TASK — Collect each line of the data below that contains the word "roof", reproducing those lines in full. Matching is case-sensitive.

GIVEN DATA —
____

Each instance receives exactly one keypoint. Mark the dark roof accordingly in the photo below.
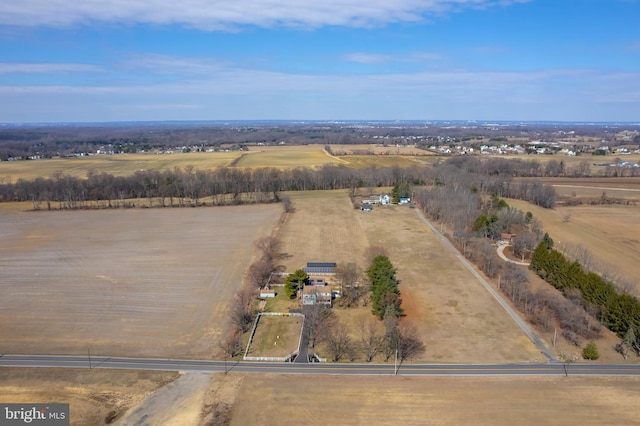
(321, 264)
(319, 270)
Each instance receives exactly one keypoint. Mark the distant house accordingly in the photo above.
(266, 293)
(320, 268)
(507, 238)
(317, 295)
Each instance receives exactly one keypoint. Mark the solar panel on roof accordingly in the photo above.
(319, 269)
(321, 265)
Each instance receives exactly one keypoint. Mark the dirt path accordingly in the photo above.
(513, 314)
(506, 259)
(178, 403)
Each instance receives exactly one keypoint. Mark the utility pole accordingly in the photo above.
(395, 364)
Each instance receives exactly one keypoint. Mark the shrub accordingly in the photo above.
(590, 351)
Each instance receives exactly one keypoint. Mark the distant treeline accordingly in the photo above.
(48, 141)
(229, 184)
(618, 312)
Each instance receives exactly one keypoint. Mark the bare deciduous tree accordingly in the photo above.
(410, 344)
(371, 338)
(232, 343)
(351, 290)
(374, 251)
(270, 247)
(318, 321)
(259, 272)
(241, 311)
(339, 344)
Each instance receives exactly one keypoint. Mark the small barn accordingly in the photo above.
(320, 268)
(317, 295)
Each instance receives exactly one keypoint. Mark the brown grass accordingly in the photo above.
(457, 319)
(610, 233)
(276, 336)
(91, 394)
(148, 282)
(293, 400)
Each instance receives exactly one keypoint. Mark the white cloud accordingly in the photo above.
(379, 58)
(228, 14)
(46, 68)
(166, 64)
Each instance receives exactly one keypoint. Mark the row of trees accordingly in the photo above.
(242, 309)
(618, 312)
(385, 295)
(224, 185)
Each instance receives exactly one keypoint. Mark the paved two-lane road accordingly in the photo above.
(551, 369)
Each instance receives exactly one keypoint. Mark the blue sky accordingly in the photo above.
(137, 60)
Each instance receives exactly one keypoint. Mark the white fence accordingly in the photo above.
(273, 358)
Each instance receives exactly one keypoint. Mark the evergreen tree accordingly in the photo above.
(295, 282)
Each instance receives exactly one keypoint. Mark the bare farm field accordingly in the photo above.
(611, 233)
(117, 165)
(458, 320)
(138, 282)
(294, 400)
(93, 395)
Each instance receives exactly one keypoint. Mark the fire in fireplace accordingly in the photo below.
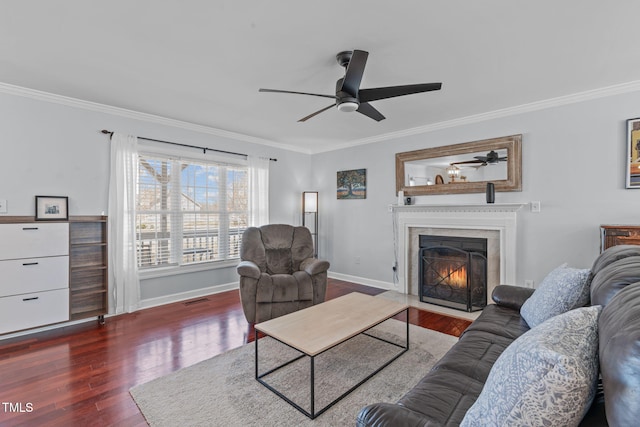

____

FULL RESPONSE —
Each instance receives exactly one keypoint. Mark the dark roof accordingly in the photo below.
Each instance receives exactly one keypoint. Mark the solar panel on roof accordingly in the photo above.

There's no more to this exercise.